Copy out every line in the records below that contains the word "green".

****************************************

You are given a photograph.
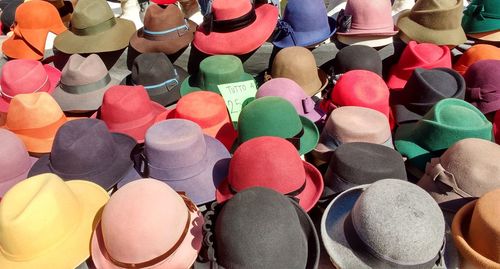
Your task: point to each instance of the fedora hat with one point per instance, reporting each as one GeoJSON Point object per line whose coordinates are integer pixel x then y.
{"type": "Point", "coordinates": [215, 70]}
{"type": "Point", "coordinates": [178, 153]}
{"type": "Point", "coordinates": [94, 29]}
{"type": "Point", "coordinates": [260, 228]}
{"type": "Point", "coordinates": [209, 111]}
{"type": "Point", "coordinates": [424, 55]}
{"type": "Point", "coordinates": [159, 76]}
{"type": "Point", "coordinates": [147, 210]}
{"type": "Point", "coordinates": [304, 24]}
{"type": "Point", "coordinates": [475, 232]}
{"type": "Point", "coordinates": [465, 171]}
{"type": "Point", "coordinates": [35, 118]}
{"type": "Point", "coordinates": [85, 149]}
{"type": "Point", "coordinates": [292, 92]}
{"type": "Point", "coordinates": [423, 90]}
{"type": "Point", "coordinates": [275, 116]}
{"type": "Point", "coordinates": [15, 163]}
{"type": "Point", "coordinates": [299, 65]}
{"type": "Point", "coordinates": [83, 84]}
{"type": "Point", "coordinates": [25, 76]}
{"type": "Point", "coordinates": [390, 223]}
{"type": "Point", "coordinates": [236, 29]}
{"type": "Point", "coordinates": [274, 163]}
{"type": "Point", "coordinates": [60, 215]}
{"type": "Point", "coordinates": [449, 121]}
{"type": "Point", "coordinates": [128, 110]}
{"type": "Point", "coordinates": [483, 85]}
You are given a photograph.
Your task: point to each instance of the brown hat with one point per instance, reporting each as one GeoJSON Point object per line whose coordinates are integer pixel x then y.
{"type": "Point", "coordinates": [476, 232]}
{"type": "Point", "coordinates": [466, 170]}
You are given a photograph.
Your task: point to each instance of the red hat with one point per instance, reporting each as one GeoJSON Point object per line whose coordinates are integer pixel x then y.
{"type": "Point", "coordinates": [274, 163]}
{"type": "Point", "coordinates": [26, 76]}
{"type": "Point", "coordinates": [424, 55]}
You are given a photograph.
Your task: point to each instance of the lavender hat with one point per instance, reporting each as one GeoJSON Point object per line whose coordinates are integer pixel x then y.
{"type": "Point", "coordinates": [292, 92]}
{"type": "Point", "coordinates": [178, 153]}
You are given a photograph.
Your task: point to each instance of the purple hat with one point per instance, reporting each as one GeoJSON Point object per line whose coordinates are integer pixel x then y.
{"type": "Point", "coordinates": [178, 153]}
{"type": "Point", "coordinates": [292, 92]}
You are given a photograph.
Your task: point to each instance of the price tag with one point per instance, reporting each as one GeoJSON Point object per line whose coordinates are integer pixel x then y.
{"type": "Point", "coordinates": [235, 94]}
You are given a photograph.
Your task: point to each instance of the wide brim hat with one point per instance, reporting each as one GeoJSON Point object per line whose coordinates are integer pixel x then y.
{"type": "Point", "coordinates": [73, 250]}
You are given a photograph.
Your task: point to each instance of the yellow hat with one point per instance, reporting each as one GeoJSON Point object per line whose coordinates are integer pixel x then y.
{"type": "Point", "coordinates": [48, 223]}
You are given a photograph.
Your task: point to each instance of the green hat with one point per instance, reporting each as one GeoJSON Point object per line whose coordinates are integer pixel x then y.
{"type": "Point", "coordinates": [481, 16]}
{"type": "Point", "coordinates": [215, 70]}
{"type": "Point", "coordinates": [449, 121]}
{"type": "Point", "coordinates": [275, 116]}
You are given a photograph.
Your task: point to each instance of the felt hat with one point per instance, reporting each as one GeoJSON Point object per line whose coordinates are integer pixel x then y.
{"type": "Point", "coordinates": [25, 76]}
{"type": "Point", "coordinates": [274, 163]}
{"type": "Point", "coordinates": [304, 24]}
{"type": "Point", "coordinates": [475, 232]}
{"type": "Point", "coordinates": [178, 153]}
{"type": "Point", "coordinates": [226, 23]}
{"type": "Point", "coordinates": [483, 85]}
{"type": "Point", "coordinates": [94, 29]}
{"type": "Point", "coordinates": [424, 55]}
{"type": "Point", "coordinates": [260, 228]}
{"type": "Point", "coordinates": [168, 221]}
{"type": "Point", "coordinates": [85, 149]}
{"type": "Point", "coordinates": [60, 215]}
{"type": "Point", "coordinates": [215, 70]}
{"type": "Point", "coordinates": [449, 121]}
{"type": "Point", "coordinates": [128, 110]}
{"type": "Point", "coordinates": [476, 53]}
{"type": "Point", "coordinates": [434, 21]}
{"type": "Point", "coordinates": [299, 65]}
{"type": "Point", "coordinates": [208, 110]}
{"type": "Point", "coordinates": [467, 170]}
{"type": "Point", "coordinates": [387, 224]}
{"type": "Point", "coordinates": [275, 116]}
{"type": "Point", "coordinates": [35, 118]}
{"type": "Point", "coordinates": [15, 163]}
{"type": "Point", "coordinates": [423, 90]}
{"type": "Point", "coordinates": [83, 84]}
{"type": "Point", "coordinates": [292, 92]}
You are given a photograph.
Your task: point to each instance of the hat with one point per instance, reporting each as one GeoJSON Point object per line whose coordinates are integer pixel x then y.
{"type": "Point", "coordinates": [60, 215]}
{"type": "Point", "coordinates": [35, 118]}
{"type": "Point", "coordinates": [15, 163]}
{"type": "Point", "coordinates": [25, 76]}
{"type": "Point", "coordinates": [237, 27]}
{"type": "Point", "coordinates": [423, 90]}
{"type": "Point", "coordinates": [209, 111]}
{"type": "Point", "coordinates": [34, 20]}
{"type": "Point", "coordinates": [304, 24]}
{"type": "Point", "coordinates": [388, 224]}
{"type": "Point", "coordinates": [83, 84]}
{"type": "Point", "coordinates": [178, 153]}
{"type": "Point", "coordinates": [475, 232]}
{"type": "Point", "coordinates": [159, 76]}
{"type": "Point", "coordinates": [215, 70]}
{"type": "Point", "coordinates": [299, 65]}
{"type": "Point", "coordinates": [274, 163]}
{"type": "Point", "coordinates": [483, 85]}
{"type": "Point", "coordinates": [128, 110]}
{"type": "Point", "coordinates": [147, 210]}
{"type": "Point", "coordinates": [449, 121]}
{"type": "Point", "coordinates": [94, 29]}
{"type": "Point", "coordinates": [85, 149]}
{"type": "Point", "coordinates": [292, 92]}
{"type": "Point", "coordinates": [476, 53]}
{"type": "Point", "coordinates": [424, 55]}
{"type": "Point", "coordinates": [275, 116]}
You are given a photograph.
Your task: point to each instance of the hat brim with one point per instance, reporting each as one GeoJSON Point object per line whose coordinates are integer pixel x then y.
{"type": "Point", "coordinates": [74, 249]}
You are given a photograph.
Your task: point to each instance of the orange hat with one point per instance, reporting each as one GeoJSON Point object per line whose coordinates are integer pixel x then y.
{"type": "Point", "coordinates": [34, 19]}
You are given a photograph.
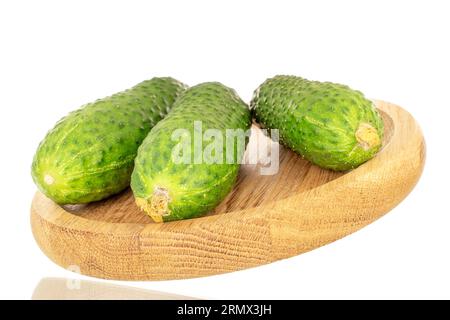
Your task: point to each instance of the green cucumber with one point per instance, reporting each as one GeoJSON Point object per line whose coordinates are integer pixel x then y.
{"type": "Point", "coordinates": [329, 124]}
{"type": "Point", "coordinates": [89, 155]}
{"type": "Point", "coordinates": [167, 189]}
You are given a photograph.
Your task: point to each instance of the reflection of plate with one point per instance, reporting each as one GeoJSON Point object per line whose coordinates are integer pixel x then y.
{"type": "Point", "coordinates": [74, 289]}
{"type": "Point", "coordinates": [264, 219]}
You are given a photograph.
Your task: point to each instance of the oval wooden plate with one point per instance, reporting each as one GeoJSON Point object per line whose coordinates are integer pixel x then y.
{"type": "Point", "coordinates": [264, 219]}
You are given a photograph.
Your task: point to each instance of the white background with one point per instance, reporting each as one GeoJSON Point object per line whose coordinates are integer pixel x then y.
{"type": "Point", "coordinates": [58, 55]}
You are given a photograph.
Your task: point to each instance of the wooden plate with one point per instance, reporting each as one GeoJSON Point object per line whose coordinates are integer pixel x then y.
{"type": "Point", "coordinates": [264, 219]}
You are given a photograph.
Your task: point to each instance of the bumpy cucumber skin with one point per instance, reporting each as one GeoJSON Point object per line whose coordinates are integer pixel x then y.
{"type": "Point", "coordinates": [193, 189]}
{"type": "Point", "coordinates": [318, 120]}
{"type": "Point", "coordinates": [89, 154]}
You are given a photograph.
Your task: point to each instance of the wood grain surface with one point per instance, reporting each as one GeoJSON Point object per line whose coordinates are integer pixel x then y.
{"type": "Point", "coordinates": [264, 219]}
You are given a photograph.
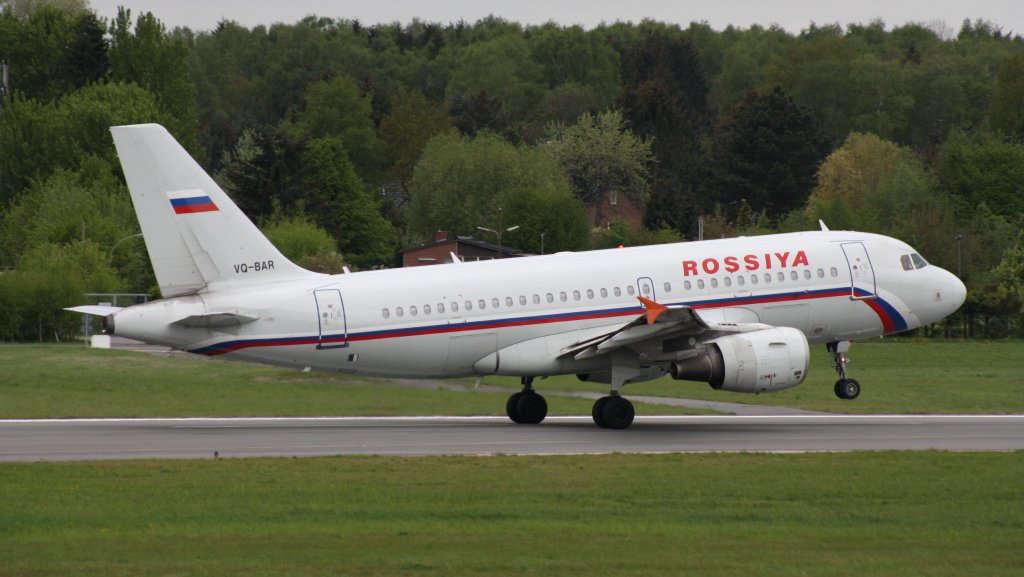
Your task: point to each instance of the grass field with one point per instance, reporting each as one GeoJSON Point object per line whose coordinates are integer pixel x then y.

****************************************

**Full answer:**
Your task: point to each instance of the green hat with one point per instance, reporting each as one GeoJSON Point object per line whose coordinates are integer pixel x then y.
Your task: point to each instance of the green cucumber with one point per instance, reporting each as one GeoJSON Point object per line whose coordinates are integer pixel x then y.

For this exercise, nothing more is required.